- **Exercice court 1**
Mettez à jour le passage de la critique de Daytripper allant de « Jouer avec nos » jusqu'à « n’est pas simple. » en remplaçant « famille » par « parenté ».

- **Page**
-------------------------
Daytripper (Gabriel Ba / Fabio Moon)

C’est l’histoire d’une vie.
Celle d’un homme, Bràs, qui cherche un sens à une vie pouvant, à chaque instant, s’interrompre brutalement.

Mettre en scène la mort pour décrire la vie

Une fin de vie soudaine et inévitable

Il y a des oeuvres qui marquent les esprits, plus que d’autres.
Les raisons peuvent être personnelles, liées à des évènements de la vie qui nous sont propres.
Daytripper de Gabriel Ba et Fabio Moon en fait partie.

Il faut dire que le sujet, qu’on a rapproché du récent Laila Starr de Ram V, centré sur la thématique de la mort, est universel.
À partir d’un certain âge, la logique de notre existence, fait qu’on va être un jour confronté au décès d’un membre de la famille ou d’un proche, qu’il soit « attendu » ou soudain.
Fabio Moon et Gabriel Bà font de cet évènement foncièrement tragique un récit empreint d’émotion et de poésie.

Chaque chapitre raconte un moment de la vie de Bràs.
Bràs est un homme tout ce qu’il y a de plus « banal ».
Quand on le découvre, il se pose beaucoup de questions. Il écrit des nécrologies pour un journal mais rêve de suivre les pas de son père, romancier réputé et adoré.
Il est en couple et peut compter sur les bons conseils de son ami, Jorge.
Mais, il cherche un accomplissement professionnel, familial et amoureux.
Un accomplissement qui se rompt brutalement par la mort à chaque fin de chapitre (à l’exception de deux d’entre eux).
Car les morts de Bràs sont soudaines et foncièrement injustes.

La mort est partout.
Elle est dans les nécrologies de Bràs.
Un travail qu’il fait sérieusement et qui, par la tragédie, va l’amener à prendre sa destinée en main.
La mort frappe au hasard mais il faut apprendre à l’accepter.
C’est aussi la puissance de ce roman graphique.
Jouer avec nos émotions, notre sensibilité pour nous amener à mieux vivre certaines de nos tragédies personnelles.

Hymne à l’amour

Le premier baiser

Le message de Daytripper est aussi touchant car il se sert de la mort pour avant tout nous parler d’amour.
L’amour au sens large : familial, amical et sentimental.

Pour Bràs, la famille est importante.
C’est un carcan solide. Il aime ses parents et ses parents l’aiment.
Pourtant, tout n’est pas simple.
Il se compare constamment à un père qui lui semble être un modèle inatteignable, ce qui amène certains ressentiments.
Une fois père, il ne cherchera d’ailleurs pas à reproduire le modèle.
La symbolique du passage de relais entre générations est primordiale dans l’oeuvre des frères Ba et Moon.
Être parents est l’accomplissement ultime, celui qui nous permet d’accepter la fin avec le sourire.

L’amitié est aussi importante.
-------------------------
- **Lignes affichées**
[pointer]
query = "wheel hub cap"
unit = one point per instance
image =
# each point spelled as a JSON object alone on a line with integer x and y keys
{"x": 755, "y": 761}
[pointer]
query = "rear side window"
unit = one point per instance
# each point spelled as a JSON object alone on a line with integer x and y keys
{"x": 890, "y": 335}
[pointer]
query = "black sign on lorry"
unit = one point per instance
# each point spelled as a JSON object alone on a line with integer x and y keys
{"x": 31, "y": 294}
-------------------------
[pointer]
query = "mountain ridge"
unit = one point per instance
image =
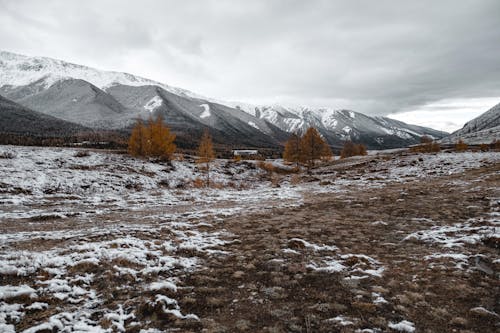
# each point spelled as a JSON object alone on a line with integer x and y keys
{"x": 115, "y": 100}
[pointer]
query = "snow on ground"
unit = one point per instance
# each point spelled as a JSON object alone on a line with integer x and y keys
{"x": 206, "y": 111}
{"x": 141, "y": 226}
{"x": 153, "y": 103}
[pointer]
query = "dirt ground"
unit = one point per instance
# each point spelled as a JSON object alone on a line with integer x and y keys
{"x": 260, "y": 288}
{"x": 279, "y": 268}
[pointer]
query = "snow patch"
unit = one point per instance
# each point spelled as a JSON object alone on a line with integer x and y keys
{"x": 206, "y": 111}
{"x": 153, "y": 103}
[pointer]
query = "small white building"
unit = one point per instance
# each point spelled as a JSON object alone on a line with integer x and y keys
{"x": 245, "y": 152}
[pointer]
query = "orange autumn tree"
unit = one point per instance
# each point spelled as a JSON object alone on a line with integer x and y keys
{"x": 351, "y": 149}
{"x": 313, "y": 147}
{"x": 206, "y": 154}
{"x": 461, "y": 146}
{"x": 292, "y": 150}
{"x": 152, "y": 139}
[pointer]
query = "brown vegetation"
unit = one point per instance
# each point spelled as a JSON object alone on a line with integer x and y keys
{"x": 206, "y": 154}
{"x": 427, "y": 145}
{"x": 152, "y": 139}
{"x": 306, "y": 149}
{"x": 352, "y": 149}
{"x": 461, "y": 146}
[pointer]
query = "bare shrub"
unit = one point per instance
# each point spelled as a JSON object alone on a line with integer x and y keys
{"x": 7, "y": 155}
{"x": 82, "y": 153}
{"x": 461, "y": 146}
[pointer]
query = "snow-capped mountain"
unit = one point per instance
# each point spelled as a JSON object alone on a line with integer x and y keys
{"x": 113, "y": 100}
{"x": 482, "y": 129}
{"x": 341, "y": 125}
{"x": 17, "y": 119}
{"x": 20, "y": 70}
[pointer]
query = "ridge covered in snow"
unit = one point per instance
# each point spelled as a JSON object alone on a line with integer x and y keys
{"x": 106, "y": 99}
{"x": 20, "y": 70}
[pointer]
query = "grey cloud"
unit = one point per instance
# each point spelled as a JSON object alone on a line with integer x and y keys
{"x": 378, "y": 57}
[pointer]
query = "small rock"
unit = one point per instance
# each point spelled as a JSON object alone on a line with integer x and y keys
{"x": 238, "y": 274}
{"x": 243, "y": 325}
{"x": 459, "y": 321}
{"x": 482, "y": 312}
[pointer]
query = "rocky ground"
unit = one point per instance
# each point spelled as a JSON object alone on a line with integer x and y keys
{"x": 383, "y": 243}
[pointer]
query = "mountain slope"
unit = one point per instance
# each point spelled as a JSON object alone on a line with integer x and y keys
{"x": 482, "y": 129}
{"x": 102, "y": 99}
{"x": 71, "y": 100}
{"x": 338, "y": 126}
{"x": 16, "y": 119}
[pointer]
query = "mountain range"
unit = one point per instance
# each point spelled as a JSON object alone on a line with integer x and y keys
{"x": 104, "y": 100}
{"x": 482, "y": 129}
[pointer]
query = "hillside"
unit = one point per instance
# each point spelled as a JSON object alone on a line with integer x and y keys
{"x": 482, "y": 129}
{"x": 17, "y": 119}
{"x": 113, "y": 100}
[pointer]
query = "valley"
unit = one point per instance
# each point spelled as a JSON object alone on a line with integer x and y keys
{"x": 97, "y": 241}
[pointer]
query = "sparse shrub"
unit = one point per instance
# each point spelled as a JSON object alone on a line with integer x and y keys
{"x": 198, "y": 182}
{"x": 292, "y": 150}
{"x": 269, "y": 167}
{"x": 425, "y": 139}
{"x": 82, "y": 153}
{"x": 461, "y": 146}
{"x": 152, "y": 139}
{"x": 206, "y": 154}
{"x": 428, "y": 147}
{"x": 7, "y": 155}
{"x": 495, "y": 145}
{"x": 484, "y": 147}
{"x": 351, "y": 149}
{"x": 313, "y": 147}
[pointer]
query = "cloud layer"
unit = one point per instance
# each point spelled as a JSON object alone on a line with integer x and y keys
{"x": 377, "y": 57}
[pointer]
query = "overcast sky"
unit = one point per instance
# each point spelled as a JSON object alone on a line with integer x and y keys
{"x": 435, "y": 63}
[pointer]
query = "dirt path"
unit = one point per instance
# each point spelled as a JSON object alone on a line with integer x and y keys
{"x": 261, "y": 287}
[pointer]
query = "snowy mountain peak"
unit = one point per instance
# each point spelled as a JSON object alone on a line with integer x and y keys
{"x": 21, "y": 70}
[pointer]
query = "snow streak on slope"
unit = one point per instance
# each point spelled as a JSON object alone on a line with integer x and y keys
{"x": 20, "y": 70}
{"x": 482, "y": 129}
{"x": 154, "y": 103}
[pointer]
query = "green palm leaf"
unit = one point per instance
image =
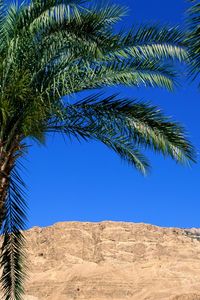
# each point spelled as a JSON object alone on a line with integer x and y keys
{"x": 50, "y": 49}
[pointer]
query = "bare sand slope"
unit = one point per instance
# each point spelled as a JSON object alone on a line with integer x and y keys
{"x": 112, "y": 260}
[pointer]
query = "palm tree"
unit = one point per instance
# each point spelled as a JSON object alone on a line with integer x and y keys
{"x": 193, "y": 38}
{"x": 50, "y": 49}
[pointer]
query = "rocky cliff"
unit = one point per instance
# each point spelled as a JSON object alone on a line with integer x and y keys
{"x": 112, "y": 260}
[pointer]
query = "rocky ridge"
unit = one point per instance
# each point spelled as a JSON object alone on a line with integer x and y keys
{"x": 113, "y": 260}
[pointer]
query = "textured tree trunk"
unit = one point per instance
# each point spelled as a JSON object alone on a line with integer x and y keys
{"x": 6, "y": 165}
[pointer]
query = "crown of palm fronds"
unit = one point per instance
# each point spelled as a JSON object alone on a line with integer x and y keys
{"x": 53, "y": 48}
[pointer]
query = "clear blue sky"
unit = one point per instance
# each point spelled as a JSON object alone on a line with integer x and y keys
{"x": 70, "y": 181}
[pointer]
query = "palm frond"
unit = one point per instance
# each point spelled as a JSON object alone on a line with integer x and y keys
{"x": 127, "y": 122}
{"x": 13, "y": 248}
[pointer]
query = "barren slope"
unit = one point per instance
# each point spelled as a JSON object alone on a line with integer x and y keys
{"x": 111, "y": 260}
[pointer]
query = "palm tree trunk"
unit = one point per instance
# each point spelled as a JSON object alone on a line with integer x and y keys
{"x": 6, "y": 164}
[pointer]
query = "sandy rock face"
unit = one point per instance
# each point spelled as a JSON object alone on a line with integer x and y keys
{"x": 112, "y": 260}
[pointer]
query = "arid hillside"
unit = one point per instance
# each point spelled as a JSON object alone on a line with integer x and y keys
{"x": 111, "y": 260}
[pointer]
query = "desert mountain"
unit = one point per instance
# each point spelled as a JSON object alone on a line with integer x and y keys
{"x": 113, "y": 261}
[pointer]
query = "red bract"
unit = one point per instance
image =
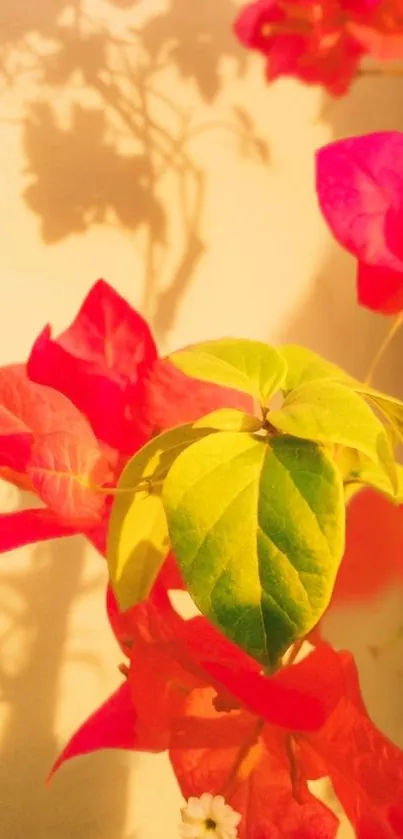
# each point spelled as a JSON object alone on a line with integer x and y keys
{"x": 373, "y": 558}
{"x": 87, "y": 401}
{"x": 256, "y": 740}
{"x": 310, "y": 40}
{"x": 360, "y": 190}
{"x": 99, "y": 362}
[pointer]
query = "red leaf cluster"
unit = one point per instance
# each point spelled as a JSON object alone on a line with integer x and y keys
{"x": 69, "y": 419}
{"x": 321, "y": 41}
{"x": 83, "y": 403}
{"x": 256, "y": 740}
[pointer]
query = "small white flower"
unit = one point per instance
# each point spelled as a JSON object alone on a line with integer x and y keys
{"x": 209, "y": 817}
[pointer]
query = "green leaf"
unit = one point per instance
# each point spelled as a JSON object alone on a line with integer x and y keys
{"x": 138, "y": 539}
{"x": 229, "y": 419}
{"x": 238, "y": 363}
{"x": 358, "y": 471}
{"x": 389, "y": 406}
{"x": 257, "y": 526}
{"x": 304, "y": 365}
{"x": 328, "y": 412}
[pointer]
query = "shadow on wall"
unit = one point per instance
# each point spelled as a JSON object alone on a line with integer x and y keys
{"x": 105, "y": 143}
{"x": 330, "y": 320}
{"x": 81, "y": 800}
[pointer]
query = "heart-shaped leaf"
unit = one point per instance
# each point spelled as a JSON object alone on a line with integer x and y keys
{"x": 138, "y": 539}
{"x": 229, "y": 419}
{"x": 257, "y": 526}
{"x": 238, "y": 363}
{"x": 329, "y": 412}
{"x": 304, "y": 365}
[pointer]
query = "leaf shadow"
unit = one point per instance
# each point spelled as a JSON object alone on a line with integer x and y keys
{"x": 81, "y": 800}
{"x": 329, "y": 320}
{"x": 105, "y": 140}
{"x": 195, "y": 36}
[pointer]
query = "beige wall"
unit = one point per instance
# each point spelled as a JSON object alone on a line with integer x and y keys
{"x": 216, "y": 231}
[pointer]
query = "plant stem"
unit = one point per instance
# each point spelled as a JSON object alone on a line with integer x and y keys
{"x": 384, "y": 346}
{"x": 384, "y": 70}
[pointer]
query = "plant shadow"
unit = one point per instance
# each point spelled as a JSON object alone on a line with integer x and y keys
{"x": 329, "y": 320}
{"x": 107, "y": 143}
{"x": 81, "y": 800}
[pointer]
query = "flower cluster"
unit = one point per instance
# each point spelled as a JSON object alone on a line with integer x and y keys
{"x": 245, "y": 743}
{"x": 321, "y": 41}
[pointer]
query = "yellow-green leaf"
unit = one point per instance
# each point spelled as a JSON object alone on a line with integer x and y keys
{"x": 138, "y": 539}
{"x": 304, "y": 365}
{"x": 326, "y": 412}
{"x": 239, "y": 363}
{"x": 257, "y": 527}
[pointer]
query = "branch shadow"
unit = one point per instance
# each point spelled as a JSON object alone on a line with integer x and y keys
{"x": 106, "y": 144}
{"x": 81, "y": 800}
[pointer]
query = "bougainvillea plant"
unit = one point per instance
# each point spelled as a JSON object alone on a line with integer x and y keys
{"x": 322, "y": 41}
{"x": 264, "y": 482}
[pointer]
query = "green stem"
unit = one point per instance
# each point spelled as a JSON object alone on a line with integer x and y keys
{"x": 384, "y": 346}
-------------------------
- **Exercice court 2**
Combien de lignes contiennent la chaîne « green » ? Répondez par ce seul nombre.

- **Réponse complète 1**
Jouer avec nos émotions, notre sensibilité pour nous amener à mieux vivre certaines de nos tragédies personnelles.

Hymne à l’amour

Le premier baiser

Le message de Daytripper est aussi touchant car il se sert de la mort pour avant tout nous parler d’amour.
L’amour au sens large : familial, amical et sentimental.

Pour Bràs, la parenté est importante.
C’est un carcan solide. Il aime ses parents et ses parents l’aiment.
Pourtant, tout n’est pas simple.

- **Réponse complète 2**
4